§ **Selected excerpt**

--- start ---

Just Call Me “Marian….. the Librarian….”

Just thinking…

It’s 7:45 am, and I am sitting in the library here at the college where I teach, waitng for my 8:00 class to begin their research papers. Some are here already, browsing their notes. Others are at the computers, looking for evidence sites, or going through newspapers and reference works.

The library is a comforting and welcoming place, right down to the cushioned chairs and sofas, and the kleenex boxes on the tables. This particular library used to be a chapel on this once-Catholic campus, and the stained glass glows. Soft murmuring surrounds me, and I hear occasional hisses, beeps and bings from copy machines and phones.

Technology aside, this library is no different from other school libraries tht I have frequented over the years. I began school in a one-room rural Iowa school. The library was a few shelves of books and a set of The Book of Knowledge, copyright around 1915 (which asserted that the age of major invention and discovery was over!).

--- end ---

§ **Written problem A**
Answer each of these questions about the library essay, one answer per line:
(i) At what time is the writer's class scheduled to begin?
(ii) What was the library building used as before it became a library?
(iii) In what kind of school did the writer first attend classes?
§ **Written problem B**
Carry on the library essay, beginning right after its final sentence.
The listing that comes after the library essay is not required for any of this work.

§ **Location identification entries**
--- start ---

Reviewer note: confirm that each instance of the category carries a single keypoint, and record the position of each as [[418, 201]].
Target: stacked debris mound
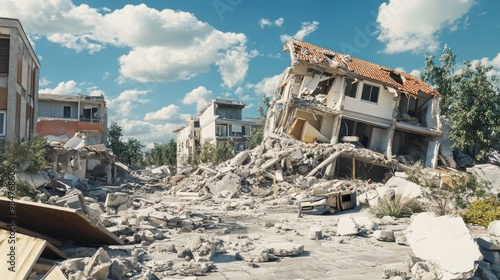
[[280, 166]]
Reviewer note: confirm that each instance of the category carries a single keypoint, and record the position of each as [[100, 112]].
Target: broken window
[[67, 112], [90, 114], [221, 130], [370, 93], [351, 87], [4, 55], [2, 123]]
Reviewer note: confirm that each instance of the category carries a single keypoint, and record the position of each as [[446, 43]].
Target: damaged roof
[[310, 53]]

--- end ---

§ **Final result A**
(i) 8:00
(ii) A chapel on the once-Catholic campus
(iii) A one-room rural Iowa school

§ **Final result B**
Those same shelves also held a radio, over which our weekly music lesson was broadcast. Even as a kindergartner, I formed the habit of first reading my reading/literature book all the way through as quickly as possible, and then proceed to reading the library, book by book. (By the way, my teachers hated it when I finished my lit books in the first couple weeks of school!!). I had a choice of reading at my little seat and desk that were bolted to the floor, or sittiing at the little wooden bench at the back of the room, just under the coat hooks. I was partial to the bench, just because it gave variety, and also because it was closer to the library shelves. When the school closed at the end of my second grade, my father bough the books in the library; I cherished them.

In third grade, my one-roomer was consolidated into a village school. Now there were two classrooms, and I was not the only one in my class. There were three of us, and I was the bookworm of the trio. The second floor of this school gave hints as to the grandeur and opulence that once marked this village. It contained both a theatre with a stage and backstage, and a large library. For the first time, I could read a play and know exactly how it should look on stage. The library was lined with floor to celing shelves, filled with books. The ony unfilled space was a window with a window seat, where I could sit and read. (And one of the selling points of my current home was that it had a window seat…). I remember looking at a book called Lorna Doone and being frustrated that I didn’t understand all of it, similar to the frustration I had when as a 4th grader, I tried to read and understand Mein Kampf. (At that time, I had no idea of who Hitler was and what he stood for, and had only a vague understanding of war.).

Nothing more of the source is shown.